## Problem statement
Render the listing from the line with "forest floor ->" through the line with "Outline every instance of the forest floor.", both included, as a Markdown table with the columns Row and Line, omitting any blank lines.

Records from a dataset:
::::
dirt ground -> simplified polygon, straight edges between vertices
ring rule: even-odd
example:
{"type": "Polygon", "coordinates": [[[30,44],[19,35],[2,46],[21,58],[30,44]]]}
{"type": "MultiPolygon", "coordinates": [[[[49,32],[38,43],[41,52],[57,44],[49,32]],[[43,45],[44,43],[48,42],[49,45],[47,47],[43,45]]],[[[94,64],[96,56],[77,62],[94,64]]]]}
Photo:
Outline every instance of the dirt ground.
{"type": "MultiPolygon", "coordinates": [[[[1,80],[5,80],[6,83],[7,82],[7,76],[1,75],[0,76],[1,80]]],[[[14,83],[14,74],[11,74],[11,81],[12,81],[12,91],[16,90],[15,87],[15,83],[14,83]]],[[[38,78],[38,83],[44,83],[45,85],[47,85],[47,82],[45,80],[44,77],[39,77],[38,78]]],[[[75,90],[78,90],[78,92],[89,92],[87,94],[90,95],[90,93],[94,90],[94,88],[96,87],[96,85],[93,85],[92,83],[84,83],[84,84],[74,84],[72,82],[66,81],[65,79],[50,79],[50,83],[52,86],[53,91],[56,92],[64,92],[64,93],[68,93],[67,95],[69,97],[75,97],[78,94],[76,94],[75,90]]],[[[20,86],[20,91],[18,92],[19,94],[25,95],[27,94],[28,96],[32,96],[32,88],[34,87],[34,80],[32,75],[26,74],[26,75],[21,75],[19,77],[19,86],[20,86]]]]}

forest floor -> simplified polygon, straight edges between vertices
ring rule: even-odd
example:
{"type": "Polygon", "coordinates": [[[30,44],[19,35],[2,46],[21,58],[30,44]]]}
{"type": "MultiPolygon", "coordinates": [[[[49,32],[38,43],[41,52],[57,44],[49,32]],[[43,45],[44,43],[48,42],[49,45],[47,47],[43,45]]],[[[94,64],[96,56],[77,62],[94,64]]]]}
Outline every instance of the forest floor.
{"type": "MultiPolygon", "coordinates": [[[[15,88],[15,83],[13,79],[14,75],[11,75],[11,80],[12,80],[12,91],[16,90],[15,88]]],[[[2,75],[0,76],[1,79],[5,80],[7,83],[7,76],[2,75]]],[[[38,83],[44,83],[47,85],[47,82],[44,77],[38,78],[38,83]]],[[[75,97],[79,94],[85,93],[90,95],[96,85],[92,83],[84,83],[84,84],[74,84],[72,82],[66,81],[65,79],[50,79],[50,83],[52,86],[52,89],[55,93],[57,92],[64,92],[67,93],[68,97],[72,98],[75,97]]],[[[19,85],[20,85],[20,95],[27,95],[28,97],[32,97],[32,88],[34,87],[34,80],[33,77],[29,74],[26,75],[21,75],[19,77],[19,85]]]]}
::::
## Written answer
| Row | Line |
|---|---|
| 1 | forest floor -> simplified polygon, straight edges between vertices |
| 2 | ring rule: even-odd |
| 3 | example: |
| 4 | {"type": "Polygon", "coordinates": [[[30,44],[19,35],[2,46],[21,58],[30,44]]]} |
| 5 | {"type": "MultiPolygon", "coordinates": [[[[49,32],[38,43],[41,52],[57,44],[49,32]],[[43,45],[44,43],[48,42],[49,45],[47,47],[43,45]]],[[[94,64],[96,56],[77,62],[94,64]]]]} |
| 6 | Outline every instance of the forest floor. |